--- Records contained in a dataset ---
☆ ☆ ☆

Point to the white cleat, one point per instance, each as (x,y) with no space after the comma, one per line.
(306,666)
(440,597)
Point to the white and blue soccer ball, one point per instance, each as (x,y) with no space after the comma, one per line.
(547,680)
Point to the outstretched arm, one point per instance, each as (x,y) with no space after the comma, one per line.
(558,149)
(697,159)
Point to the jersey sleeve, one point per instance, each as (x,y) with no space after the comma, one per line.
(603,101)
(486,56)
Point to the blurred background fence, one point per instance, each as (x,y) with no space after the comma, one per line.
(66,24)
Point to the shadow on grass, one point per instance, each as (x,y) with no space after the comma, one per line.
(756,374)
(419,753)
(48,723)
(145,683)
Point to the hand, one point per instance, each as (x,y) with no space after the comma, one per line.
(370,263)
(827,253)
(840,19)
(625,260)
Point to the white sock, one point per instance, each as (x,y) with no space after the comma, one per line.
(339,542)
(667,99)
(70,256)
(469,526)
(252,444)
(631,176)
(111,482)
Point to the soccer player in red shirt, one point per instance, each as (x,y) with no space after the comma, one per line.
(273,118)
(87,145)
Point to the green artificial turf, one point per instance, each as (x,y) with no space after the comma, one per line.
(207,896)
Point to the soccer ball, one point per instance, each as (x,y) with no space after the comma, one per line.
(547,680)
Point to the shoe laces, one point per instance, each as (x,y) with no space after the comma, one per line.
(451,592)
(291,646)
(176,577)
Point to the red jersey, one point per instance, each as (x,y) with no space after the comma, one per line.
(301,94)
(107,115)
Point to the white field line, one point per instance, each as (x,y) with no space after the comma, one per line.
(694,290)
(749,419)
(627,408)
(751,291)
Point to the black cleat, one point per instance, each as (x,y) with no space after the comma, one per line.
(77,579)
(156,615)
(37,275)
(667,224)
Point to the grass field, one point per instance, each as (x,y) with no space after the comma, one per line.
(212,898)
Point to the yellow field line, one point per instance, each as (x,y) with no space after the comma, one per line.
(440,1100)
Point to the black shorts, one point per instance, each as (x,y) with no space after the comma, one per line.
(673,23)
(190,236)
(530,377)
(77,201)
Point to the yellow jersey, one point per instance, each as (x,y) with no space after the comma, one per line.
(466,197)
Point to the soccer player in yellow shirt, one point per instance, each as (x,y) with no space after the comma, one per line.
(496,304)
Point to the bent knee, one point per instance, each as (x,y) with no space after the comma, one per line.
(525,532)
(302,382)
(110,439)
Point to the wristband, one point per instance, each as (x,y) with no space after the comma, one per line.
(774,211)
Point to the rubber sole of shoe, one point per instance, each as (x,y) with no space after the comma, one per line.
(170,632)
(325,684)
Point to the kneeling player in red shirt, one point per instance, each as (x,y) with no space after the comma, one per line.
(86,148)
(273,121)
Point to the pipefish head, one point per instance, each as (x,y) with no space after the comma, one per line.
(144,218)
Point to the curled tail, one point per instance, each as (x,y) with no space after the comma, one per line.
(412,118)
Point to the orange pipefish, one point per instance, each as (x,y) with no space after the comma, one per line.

☆ ☆ ☆

--- Exercise requirements ---
Repeat every entry above exactly, leaving nothing out.

--- Response for this exercise ---
Point to the white cleat, one point per instance, each as (x,y) with no space after the comma, one per line.
(306,666)
(440,597)
Point to the white and blue soccer ball, one point per instance, each as (x,y) with no space after the comma, one per line.
(547,680)
Point to the outstretched arm, one point per instance, each as (x,y) with no space after the comma, one per line.
(558,149)
(697,159)
Point to the jersey sleeve, one point per instance, each as (x,y) with no space after the comma, one per line.
(603,101)
(486,56)
Point to the blurred background fence, one point per instance, each as (x,y) with no space after the comma, one per line.
(66,24)
Point to the shadow on grass, one point per instance, each as (x,y) with no space after the comma, one per line.
(756,374)
(419,753)
(48,723)
(145,683)
Point to the hand, one point per instance, each as (x,y) with no space after the comma, one per line.
(370,263)
(827,253)
(840,19)
(625,260)
Point to the white sock, one point per instance, each as (x,y) with no space after the comma, one per line.
(339,542)
(667,99)
(70,256)
(469,526)
(252,444)
(631,176)
(111,482)
Point to the soccer player in red shirt, one point per instance, each as (x,y) with no space after the comma, one per line.
(273,118)
(87,145)
Point to the green artificial turf, one point per instance, each as (x,y) with no space after the comma, one per line.
(207,896)
Point to the soccer ball, one point per instance, each as (x,y) with no space after the comma, one per line.
(547,680)
Point to the shoe laces, one point per instance, each as (x,y) with no space after the comma, one per line.
(451,592)
(291,646)
(176,577)
Point to the red jersey, one point per instance, each as (x,y) with no space after the comma, one per line.
(301,94)
(107,115)
Point to the white field line, one point per instance, each as (x,y) with no space after the comma, one per line.
(694,290)
(749,419)
(627,408)
(751,291)
Point to the black cleat, one point per instance, each as (x,y) with no space after the comma, one per line.
(77,579)
(156,615)
(37,275)
(667,224)
Point to the grass field, one point per instance, each as (x,y) with no space after the comma, one per line.
(212,898)
Point to the yellow field line, one point per instance, each as (x,y) with no space after the comma, one per line.
(440,1100)
Point to the black shorts, one point per instance, each as (x,y) with no space after the comma, one per line.
(673,23)
(190,236)
(530,377)
(77,201)
Point to the yellow jersey, one point per instance, each as (x,y) with no space after the comma, one per line.
(466,197)
Point to the soccer player in yellow shirt, one point per instance, each as (x,y) with no space after the comma, one per line.
(496,304)
Point to the bent knee, one point per instance, each as (x,y) with no space after the comma, one per line.
(525,532)
(302,382)
(110,439)
Point to the wristband, one point per instance, each as (x,y) with no space after the comma, one per line.
(774,211)
Point to the rubber sole of shoe, one point per instance, each as (x,y) with no space after the comma, one per line.
(170,632)
(325,684)
Point to the kneeling player in red shirt, one point per instance, each as (x,y) with no space after the comma, one per line.
(86,148)
(273,121)
Point to the pipefish head, one point per instance, each as (x,y) with no space after the comma, one per line.
(144,218)
Point to the curled tail, one point per instance, each as (x,y) with no space after the comma, one per line.
(412,118)
Point to the orange pipefish, one point per instance, each as (x,y) with no space after the comma, one per line.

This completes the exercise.